Task material:
————

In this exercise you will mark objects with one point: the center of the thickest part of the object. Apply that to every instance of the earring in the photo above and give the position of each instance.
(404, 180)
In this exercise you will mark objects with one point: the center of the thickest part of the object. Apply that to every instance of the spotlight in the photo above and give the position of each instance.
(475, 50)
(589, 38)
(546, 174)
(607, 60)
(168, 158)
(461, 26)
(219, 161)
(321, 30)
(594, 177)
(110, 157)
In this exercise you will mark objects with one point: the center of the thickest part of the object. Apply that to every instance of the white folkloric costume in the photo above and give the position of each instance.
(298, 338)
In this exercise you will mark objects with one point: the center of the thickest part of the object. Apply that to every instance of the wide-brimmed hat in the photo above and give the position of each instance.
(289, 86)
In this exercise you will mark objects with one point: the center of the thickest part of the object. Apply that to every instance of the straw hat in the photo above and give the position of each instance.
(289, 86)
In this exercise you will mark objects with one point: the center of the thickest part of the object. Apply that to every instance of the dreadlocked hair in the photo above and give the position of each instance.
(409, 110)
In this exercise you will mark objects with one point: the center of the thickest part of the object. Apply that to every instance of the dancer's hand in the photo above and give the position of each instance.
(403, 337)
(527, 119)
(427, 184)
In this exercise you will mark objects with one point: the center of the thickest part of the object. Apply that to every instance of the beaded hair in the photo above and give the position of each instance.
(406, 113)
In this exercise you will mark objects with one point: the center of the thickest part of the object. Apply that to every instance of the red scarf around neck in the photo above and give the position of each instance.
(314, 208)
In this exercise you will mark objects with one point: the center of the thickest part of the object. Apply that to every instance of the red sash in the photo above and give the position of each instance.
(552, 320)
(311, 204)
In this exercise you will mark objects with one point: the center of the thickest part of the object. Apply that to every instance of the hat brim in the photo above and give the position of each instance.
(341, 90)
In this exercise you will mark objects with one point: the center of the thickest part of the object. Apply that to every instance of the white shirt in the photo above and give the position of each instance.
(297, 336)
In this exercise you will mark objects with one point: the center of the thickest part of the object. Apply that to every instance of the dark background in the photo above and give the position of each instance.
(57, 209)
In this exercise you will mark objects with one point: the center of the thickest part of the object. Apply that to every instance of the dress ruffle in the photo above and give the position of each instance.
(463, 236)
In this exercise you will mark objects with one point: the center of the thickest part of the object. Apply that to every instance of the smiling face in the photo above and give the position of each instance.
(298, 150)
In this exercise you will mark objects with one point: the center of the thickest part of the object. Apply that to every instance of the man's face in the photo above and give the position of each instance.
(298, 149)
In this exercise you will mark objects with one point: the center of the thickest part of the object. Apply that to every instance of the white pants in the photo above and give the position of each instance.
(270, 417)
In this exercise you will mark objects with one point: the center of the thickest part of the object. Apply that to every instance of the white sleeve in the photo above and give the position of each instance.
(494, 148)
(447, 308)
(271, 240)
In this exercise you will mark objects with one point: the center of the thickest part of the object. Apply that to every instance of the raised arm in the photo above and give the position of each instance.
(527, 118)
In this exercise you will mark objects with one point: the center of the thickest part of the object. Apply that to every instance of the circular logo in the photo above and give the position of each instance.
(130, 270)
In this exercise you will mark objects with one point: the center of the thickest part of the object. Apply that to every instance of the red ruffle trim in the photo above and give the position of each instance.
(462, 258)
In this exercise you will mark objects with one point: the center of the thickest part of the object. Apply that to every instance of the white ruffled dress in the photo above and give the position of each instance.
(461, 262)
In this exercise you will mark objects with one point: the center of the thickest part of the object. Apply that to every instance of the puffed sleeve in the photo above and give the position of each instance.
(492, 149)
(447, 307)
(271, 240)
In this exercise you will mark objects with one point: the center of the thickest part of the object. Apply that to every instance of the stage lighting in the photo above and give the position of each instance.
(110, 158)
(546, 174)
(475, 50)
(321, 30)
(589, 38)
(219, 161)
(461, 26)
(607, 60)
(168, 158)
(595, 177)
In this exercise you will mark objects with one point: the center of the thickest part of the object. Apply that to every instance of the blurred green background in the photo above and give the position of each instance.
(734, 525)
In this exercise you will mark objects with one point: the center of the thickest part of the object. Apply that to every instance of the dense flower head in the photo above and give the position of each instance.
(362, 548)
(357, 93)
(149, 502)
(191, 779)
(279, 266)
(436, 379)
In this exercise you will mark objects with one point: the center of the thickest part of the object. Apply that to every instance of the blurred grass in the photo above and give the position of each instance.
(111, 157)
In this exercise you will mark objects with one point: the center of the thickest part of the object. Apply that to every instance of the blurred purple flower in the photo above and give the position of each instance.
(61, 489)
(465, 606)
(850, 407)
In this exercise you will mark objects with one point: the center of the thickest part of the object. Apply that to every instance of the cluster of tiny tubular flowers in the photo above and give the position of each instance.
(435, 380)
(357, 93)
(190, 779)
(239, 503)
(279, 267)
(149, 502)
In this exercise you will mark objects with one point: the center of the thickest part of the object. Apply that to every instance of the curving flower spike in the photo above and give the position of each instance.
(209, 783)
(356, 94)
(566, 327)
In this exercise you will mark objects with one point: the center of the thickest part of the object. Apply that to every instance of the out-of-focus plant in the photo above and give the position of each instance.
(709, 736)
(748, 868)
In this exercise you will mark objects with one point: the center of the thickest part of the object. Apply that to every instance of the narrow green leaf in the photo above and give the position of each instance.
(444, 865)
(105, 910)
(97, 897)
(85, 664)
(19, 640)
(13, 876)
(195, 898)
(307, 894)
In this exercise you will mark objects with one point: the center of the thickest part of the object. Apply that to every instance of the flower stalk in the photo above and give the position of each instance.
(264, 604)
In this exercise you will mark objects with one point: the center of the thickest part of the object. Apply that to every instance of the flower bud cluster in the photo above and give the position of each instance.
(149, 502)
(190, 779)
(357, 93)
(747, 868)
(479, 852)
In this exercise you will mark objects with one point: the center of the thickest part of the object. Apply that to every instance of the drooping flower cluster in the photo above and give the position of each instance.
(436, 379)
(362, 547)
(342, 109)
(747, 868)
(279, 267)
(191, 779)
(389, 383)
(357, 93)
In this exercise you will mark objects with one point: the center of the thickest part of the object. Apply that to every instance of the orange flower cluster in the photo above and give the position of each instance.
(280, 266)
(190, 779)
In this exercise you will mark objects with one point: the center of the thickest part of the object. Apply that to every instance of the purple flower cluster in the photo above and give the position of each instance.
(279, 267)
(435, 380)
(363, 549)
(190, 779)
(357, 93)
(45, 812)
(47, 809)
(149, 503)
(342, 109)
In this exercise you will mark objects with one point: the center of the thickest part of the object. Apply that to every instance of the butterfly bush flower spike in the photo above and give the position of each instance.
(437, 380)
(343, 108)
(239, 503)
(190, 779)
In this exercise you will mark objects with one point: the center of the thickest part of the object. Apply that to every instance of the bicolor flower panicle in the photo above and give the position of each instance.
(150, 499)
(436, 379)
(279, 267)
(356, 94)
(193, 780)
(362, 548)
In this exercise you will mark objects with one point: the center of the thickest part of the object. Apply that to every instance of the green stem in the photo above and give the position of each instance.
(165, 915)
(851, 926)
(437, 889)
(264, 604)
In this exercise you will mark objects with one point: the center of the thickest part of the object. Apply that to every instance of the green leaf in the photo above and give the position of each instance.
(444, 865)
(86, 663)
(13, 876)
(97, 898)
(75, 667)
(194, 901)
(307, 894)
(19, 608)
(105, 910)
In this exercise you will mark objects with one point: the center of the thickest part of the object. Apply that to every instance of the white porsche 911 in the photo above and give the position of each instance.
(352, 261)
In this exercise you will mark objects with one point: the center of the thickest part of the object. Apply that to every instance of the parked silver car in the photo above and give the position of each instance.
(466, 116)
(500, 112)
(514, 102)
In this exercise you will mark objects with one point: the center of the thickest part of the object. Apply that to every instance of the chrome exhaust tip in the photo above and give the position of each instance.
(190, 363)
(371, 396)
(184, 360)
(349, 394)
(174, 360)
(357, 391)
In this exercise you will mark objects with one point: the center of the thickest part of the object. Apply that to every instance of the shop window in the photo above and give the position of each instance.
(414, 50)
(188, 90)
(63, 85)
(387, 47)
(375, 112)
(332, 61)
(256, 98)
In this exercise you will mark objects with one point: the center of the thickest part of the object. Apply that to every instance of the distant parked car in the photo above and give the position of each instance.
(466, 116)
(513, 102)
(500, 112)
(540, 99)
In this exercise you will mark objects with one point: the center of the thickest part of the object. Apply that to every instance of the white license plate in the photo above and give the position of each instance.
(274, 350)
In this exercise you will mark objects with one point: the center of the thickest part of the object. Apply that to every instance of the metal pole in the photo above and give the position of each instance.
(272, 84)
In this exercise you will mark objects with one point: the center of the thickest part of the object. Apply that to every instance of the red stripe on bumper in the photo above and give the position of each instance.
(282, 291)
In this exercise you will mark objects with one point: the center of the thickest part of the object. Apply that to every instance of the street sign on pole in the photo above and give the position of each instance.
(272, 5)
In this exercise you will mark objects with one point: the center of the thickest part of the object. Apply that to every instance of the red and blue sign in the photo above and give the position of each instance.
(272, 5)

————

Instructions for the task:
Exact copies of the line with "the red and" and of every later line in the entries make up the whole answer.

Response for this exercise:
In this exercise you will mark objects with one point: the center of the thickest part of the object. Apply that to every instance of the red and blue sign in the photo above and give the position of each instance.
(272, 5)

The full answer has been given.